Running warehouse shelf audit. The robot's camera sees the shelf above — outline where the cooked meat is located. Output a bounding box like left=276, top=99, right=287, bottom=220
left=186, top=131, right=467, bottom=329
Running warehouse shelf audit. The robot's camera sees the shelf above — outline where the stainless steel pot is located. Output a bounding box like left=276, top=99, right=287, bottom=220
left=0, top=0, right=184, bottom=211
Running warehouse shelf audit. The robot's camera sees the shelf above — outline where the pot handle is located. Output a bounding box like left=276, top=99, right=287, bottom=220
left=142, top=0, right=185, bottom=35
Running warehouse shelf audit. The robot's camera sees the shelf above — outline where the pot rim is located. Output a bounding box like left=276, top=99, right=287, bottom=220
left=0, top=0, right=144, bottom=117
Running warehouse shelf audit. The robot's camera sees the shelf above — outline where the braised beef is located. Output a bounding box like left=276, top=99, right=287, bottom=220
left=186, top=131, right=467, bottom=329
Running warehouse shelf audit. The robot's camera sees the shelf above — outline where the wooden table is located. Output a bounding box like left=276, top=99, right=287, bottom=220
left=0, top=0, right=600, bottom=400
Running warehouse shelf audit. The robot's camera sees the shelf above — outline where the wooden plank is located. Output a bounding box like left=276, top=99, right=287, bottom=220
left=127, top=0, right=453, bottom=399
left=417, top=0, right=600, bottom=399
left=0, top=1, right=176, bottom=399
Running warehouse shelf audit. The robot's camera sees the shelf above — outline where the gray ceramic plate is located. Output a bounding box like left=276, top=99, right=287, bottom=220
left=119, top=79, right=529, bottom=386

• • • • •

• **JOB**: Rewrite every item above, substituting "pantry" for "warehouse" and leaving everything else unchanged.

• **FINISHED EXERCISE**:
Running pantry shelf audit. The robot's camera sees the shelf above — outline where the cooked meat is located. Output a bounding box like left=276, top=99, right=287, bottom=220
left=186, top=131, right=467, bottom=329
Running pantry shelf audit. The robot's camera sees the shelf above — outline where the stainless steel pot is located. Output a bounding box like left=276, top=99, right=287, bottom=220
left=0, top=0, right=184, bottom=211
Running pantry shelf audit. The robot's camera sees the shelf above — outline where the pot handle is located. Output a bounding box like left=276, top=99, right=287, bottom=220
left=142, top=0, right=185, bottom=35
Running pantry shelf audit. The robot's camera sees the shelf above — outline where the pot rim is located. Output a bounding box like left=276, top=99, right=287, bottom=220
left=0, top=0, right=144, bottom=117
Running pantry shelf audit. The robot's camera sees the shelf above — outline where the braised beef is located. Output a bounding box like left=276, top=99, right=287, bottom=220
left=186, top=131, right=467, bottom=329
Running pantry shelf audit. The robot's camera sees the shelf above — outline where the wooden table is located. Output a bounding box like left=276, top=99, right=287, bottom=220
left=0, top=0, right=600, bottom=400
Running pantry shelf audit. The robot's camera sees the shelf above — outline where the wooden plank is located. Output a bounding box like left=276, top=99, right=287, bottom=220
left=127, top=0, right=453, bottom=399
left=417, top=0, right=600, bottom=399
left=0, top=1, right=176, bottom=399
Running pantry shelf audit. The robot's camera sees the shelf above — outline where the gray ceramic plate is located. Output a bounding box like left=276, top=99, right=287, bottom=220
left=119, top=79, right=529, bottom=386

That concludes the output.